----- Record excerpts -----
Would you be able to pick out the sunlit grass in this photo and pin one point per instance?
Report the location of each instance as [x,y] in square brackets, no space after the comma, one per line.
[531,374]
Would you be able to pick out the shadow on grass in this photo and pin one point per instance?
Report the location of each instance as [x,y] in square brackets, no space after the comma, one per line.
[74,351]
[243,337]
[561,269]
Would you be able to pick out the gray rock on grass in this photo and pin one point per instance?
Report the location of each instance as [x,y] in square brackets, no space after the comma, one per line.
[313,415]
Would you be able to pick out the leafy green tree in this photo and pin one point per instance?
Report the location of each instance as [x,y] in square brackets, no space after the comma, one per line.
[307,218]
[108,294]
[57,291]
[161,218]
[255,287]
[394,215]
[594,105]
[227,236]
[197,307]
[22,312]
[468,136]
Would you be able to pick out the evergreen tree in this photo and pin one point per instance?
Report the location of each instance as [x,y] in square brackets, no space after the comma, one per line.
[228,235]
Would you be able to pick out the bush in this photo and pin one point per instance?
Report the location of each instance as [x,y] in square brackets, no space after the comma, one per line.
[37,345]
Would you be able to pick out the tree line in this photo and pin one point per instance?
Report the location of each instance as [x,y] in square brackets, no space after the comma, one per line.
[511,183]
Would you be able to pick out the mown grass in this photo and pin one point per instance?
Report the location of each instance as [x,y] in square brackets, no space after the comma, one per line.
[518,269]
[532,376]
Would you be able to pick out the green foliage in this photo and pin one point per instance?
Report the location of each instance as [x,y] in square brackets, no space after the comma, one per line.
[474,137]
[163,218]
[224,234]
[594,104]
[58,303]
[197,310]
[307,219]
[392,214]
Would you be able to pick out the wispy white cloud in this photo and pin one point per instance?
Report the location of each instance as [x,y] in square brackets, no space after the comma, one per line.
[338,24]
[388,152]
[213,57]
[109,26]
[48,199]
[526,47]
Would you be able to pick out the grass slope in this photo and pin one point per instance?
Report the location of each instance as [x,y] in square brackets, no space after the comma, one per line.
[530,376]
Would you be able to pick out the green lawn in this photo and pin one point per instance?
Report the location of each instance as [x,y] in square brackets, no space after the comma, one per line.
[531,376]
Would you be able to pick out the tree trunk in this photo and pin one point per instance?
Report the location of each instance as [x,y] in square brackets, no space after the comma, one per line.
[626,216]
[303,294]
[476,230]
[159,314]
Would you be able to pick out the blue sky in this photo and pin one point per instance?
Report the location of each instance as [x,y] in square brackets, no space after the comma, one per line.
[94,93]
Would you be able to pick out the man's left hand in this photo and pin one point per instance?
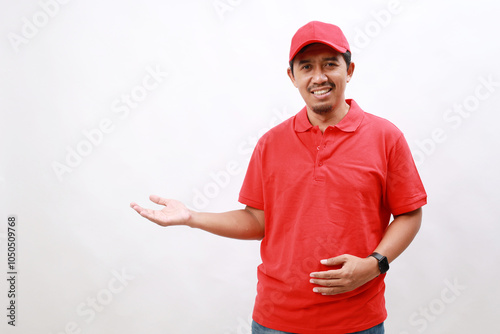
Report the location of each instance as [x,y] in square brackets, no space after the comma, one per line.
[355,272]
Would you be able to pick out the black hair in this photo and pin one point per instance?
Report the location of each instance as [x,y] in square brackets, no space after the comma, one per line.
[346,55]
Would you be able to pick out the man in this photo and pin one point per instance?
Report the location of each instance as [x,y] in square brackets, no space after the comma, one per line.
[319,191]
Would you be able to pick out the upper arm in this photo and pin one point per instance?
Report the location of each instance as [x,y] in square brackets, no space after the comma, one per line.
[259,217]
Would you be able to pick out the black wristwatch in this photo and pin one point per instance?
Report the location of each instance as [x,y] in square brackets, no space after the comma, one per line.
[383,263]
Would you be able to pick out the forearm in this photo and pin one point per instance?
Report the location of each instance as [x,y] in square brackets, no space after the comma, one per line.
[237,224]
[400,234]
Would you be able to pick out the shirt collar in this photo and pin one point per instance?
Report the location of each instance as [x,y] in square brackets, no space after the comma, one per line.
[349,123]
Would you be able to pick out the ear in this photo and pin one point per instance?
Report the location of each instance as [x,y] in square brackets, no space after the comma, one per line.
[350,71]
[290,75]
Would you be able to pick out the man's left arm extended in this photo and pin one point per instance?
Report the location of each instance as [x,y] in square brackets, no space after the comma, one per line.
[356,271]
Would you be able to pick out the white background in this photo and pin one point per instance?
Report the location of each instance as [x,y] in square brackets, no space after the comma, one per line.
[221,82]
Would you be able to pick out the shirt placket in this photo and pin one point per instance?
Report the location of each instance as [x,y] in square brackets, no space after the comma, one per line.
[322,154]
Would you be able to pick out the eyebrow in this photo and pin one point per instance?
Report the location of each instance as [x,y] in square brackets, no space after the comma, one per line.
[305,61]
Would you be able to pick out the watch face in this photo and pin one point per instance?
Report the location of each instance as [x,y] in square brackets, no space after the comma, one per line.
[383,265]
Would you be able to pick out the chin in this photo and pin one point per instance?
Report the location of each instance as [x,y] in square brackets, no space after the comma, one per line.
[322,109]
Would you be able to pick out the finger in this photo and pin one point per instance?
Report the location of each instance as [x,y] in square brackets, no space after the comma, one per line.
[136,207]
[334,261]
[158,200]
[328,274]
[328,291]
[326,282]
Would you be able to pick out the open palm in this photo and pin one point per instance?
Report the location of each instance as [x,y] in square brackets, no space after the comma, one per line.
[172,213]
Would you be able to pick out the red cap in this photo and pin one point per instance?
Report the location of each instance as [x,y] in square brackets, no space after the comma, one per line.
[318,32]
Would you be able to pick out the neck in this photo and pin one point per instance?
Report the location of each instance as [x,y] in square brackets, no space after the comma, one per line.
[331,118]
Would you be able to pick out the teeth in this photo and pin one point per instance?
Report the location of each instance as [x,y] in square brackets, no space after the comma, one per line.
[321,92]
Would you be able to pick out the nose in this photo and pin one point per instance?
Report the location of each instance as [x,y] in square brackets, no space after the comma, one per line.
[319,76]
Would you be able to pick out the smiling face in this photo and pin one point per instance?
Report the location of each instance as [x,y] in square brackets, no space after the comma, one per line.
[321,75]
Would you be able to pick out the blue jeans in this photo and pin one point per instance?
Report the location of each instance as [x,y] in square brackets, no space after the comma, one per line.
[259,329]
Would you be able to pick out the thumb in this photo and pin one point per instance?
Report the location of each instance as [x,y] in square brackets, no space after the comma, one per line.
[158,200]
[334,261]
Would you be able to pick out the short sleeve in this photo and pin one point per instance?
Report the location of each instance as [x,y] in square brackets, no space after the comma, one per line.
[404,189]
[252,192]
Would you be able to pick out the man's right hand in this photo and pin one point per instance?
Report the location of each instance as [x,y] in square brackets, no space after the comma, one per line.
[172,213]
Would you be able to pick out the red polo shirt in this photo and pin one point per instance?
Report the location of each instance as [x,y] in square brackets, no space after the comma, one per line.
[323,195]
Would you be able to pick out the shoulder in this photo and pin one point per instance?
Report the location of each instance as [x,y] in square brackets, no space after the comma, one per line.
-----
What is being asked>
Take the line that contains "Would you be able to pick out the thumb" and each line after it down to the last of the records, and retype them exactly; add nothing else.

Problem solution>
Would you be able to pick out the thumb in this photo and pin one point per instance?
Report the location of each instance as [x,y] in square brackets, no space after the comma, one per line.
[158,200]
[334,261]
Would you be able to pick out the short sleeve in this photo and pin one point per instance?
Report the location of each instance as [x,y] in square brackets, no space after the comma, one per line.
[404,189]
[252,192]
Would you be able to pick out the man's right hand in this photo and pin one point per instance?
Report the location of each instance as [x,y] in square brackets, no space after the comma, one per line.
[172,213]
Would you be able to pick out the red polo shirt in this photo and pin one point per instance?
Report the location of each instance as [x,y] in square brackets, no space after the comma, one per line.
[323,195]
Would you be able to pick out the shoulder in this photo and pin one point per instance?
Report the location of each instance as [x,y] in square brackets, no space after the comma, one per line.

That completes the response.